**Your tasks**
a) Based on the YOLOv5n rain-conditions analysis, is each statement true: (i) airplanes were detected more often than trains, (ii) inference time rises noticeably as the number of objects goes up, (iii) the maximum inference time was 68.93ms? For each, answer yes or no and quote the words that settle it.
b) According to the YOLOv5n rain-conditions analysis, why is the scatter pattern in the Detections vs Processing Time plot sparse?
c) Translate this sentence from the YOLOv5n rain-conditions analysis into Spanish: "Stepped pattern shows clustered detection events."

Top 10 Detected Classes (Bottom Right):

• Car: 28 detections - the primary target

• Airplane: 19 detections

• Train: 11 detections

• Boat: 2, Skateboard: 1

• Unique Classes: 5 (lane filtering less effective in rain)

Statistical Analysis: YOLOv5n Rain Conditions

Inference Time Distribution (Top Left):

• Tight concentration around 20ms

• Clean distribution with minimal spread

• No significant outliers in histogram

Detections vs Processing Time (Top Right):

• Flat trend line: y=0.36x+19.92

• No correlation between object count and inference time

• Sparse scatter pattern due to low detection frequency

Cumulative Detections (Bottom Left):

• Total: 61 objects (all classes)

• 28 cars specifically (from class distribution)

• Slower accumulation than clear conditions

• Stepped pattern shows clustered detection events

Performance Summary (Bottom Right):

• Mean inference: 19.94ms

• Std Dev: 1.55ms (low variability)

• Max: 68.93ms (acceptable for real-time)

**Data rows**
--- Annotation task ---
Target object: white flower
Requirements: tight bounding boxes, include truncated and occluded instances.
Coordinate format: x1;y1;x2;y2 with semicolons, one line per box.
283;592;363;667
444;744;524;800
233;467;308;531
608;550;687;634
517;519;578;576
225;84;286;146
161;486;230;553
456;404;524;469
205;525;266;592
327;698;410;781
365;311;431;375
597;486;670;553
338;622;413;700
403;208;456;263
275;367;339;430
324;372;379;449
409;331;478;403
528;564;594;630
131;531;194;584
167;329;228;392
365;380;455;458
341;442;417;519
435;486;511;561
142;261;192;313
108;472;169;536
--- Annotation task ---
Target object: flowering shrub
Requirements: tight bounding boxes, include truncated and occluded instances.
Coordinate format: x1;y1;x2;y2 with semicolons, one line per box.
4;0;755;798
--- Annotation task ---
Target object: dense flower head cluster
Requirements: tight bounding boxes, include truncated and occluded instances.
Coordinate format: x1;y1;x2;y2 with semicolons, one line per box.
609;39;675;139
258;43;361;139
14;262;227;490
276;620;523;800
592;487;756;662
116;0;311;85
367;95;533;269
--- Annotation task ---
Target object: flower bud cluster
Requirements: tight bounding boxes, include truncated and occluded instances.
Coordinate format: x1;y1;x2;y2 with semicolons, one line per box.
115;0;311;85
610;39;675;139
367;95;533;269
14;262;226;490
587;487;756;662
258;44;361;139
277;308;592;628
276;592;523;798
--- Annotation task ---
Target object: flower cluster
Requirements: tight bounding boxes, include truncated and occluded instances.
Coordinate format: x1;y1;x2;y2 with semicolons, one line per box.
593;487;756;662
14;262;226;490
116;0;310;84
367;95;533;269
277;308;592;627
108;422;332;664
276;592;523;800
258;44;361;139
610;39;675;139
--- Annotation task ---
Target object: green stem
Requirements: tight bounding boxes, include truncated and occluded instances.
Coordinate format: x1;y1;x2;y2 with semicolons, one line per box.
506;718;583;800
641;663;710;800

**Solutions**
a)
(i) Yes: "Airplane: 19 detections" and "Train: 11 detections".
(ii) No: "No correlation between object count and inference time".
(iii) Yes: "Max: 68.93ms (acceptable for real-time)".

b) The scatter pattern is sparse because of the low detection frequency.

c) El patrón escalonado muestra eventos de detección agrupados.